What to work on: Rewrite the items below with every "locate" changed to "detect" and everything else left as it is. Leave the pictures out of your answer.

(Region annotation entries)

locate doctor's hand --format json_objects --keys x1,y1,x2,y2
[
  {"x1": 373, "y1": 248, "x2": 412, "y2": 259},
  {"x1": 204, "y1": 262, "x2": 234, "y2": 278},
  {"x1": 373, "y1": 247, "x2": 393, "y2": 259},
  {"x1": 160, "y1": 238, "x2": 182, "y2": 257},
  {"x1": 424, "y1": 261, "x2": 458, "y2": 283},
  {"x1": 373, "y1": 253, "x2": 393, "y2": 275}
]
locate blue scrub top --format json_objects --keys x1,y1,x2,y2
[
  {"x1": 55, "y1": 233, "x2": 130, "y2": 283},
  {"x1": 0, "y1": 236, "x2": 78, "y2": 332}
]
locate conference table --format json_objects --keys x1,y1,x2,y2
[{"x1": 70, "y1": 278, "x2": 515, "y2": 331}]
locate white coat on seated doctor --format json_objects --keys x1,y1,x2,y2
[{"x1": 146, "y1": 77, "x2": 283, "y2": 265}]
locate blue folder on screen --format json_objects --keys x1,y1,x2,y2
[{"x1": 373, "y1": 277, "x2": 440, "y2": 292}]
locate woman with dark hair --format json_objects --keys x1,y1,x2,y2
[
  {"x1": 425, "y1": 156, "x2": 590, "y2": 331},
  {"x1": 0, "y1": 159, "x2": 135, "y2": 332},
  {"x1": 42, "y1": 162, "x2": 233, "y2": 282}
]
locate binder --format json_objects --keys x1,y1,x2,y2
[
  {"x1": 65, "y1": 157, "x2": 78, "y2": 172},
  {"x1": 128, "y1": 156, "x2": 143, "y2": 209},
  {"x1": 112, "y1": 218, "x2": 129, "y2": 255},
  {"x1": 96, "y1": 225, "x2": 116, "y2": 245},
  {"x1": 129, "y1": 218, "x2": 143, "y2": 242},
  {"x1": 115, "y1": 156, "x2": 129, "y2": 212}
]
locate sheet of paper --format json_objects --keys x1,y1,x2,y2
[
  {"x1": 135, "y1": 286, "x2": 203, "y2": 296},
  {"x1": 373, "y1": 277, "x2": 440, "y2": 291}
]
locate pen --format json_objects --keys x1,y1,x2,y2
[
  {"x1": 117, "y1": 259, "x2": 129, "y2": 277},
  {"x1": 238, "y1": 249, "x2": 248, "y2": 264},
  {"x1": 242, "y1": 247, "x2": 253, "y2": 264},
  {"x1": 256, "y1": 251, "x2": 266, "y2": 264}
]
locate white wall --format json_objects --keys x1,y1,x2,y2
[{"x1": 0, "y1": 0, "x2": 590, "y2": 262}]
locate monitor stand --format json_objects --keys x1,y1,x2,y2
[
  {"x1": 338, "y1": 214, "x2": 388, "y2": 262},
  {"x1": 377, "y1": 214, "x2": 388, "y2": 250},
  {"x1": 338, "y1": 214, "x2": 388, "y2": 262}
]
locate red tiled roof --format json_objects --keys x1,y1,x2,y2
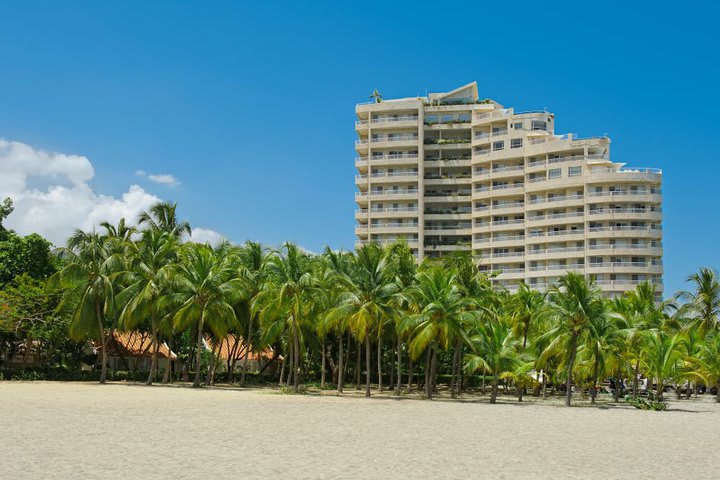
[
  {"x1": 93, "y1": 330, "x2": 177, "y2": 360},
  {"x1": 205, "y1": 334, "x2": 273, "y2": 360}
]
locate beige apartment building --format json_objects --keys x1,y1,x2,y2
[{"x1": 355, "y1": 82, "x2": 663, "y2": 296}]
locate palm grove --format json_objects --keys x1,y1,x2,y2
[{"x1": 0, "y1": 200, "x2": 720, "y2": 405}]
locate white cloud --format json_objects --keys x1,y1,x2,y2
[
  {"x1": 0, "y1": 139, "x2": 222, "y2": 245},
  {"x1": 135, "y1": 170, "x2": 180, "y2": 187},
  {"x1": 148, "y1": 173, "x2": 180, "y2": 187},
  {"x1": 190, "y1": 228, "x2": 226, "y2": 246}
]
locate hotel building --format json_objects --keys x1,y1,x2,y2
[{"x1": 355, "y1": 82, "x2": 663, "y2": 296}]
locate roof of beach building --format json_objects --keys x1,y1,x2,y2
[
  {"x1": 93, "y1": 330, "x2": 177, "y2": 360},
  {"x1": 205, "y1": 334, "x2": 282, "y2": 360}
]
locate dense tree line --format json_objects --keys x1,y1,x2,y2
[{"x1": 0, "y1": 199, "x2": 720, "y2": 405}]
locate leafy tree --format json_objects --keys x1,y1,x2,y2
[
  {"x1": 160, "y1": 243, "x2": 247, "y2": 388},
  {"x1": 47, "y1": 230, "x2": 125, "y2": 383},
  {"x1": 546, "y1": 272, "x2": 605, "y2": 407}
]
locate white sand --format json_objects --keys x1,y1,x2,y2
[{"x1": 0, "y1": 382, "x2": 720, "y2": 480}]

Solution to this problem:
detect doctor's hand --format json_objects --keys x1,y1,x2,y2
[
  {"x1": 373, "y1": 248, "x2": 412, "y2": 259},
  {"x1": 204, "y1": 262, "x2": 234, "y2": 278},
  {"x1": 373, "y1": 247, "x2": 393, "y2": 259},
  {"x1": 160, "y1": 238, "x2": 182, "y2": 257},
  {"x1": 424, "y1": 261, "x2": 458, "y2": 283},
  {"x1": 373, "y1": 253, "x2": 393, "y2": 275}
]
detect blue scrub top --format json_objects --keys x1,y1,x2,y2
[
  {"x1": 55, "y1": 233, "x2": 130, "y2": 283},
  {"x1": 0, "y1": 236, "x2": 78, "y2": 332}
]
detect conference table --format json_objects --keys x1,y1,x2,y2
[{"x1": 70, "y1": 278, "x2": 515, "y2": 331}]
detect white coat on seated doctor --format json_objects --keys x1,y1,x2,y2
[{"x1": 146, "y1": 77, "x2": 283, "y2": 265}]
detect blue folder on screen --format json_objects --keys x1,y1,x2,y2
[{"x1": 373, "y1": 277, "x2": 440, "y2": 292}]
detect woman with dark hair --format json_objects --keys x1,y1,x2,y2
[
  {"x1": 425, "y1": 156, "x2": 590, "y2": 331},
  {"x1": 0, "y1": 159, "x2": 135, "y2": 332},
  {"x1": 42, "y1": 162, "x2": 233, "y2": 282}
]
detect binder --format json_objects --keys x1,y1,x2,y2
[
  {"x1": 65, "y1": 157, "x2": 78, "y2": 172},
  {"x1": 128, "y1": 156, "x2": 143, "y2": 209},
  {"x1": 112, "y1": 218, "x2": 129, "y2": 255},
  {"x1": 96, "y1": 225, "x2": 116, "y2": 245},
  {"x1": 129, "y1": 218, "x2": 143, "y2": 242},
  {"x1": 115, "y1": 156, "x2": 129, "y2": 212}
]
detect sheet of paper --format json_objects --keys x1,y1,x2,y2
[
  {"x1": 135, "y1": 286, "x2": 203, "y2": 296},
  {"x1": 373, "y1": 277, "x2": 440, "y2": 291}
]
detect pen --format json_objects --keys x1,y1,x2,y2
[
  {"x1": 117, "y1": 259, "x2": 129, "y2": 277},
  {"x1": 238, "y1": 249, "x2": 248, "y2": 264},
  {"x1": 242, "y1": 247, "x2": 253, "y2": 264},
  {"x1": 256, "y1": 251, "x2": 266, "y2": 264}
]
detect white wall --format json_objects --keys x1,y1,x2,y2
[{"x1": 0, "y1": 0, "x2": 590, "y2": 262}]
detect monitor stand --format json_objects --keys x1,y1,x2,y2
[
  {"x1": 338, "y1": 214, "x2": 388, "y2": 262},
  {"x1": 377, "y1": 214, "x2": 388, "y2": 250},
  {"x1": 338, "y1": 214, "x2": 388, "y2": 262}
]
detect red tiled roof --format json_objects --keys x1,y1,x2,y2
[
  {"x1": 93, "y1": 330, "x2": 177, "y2": 360},
  {"x1": 205, "y1": 334, "x2": 273, "y2": 360}
]
detect beige apartment building --format json_objects --keys x1,y1,x2,y2
[{"x1": 355, "y1": 82, "x2": 663, "y2": 296}]
detect palm grove --format json_objects --keys x1,y1,x2,y2
[{"x1": 0, "y1": 200, "x2": 720, "y2": 405}]
detect white cloud --format json_objects --keys x1,y1,x2,y2
[
  {"x1": 0, "y1": 139, "x2": 222, "y2": 245},
  {"x1": 135, "y1": 170, "x2": 180, "y2": 187},
  {"x1": 148, "y1": 173, "x2": 180, "y2": 187},
  {"x1": 190, "y1": 228, "x2": 226, "y2": 246}
]
detect hotel building --format json_objects --keys x1,y1,x2,y2
[{"x1": 355, "y1": 82, "x2": 663, "y2": 296}]
detect roof of beach building --format json_objects --keys x1,y1,x2,y2
[
  {"x1": 93, "y1": 330, "x2": 177, "y2": 360},
  {"x1": 205, "y1": 334, "x2": 282, "y2": 360}
]
detect dense tree line --format json_objects --keys x1,y1,x2,y2
[{"x1": 0, "y1": 199, "x2": 720, "y2": 405}]
detect leafy tree --format json_objects --keys x1,y1,x2,y2
[
  {"x1": 160, "y1": 243, "x2": 247, "y2": 388},
  {"x1": 47, "y1": 230, "x2": 125, "y2": 383},
  {"x1": 546, "y1": 272, "x2": 605, "y2": 407}
]
detect white sand --format json_objects --keys x1,y1,x2,y2
[{"x1": 0, "y1": 382, "x2": 720, "y2": 480}]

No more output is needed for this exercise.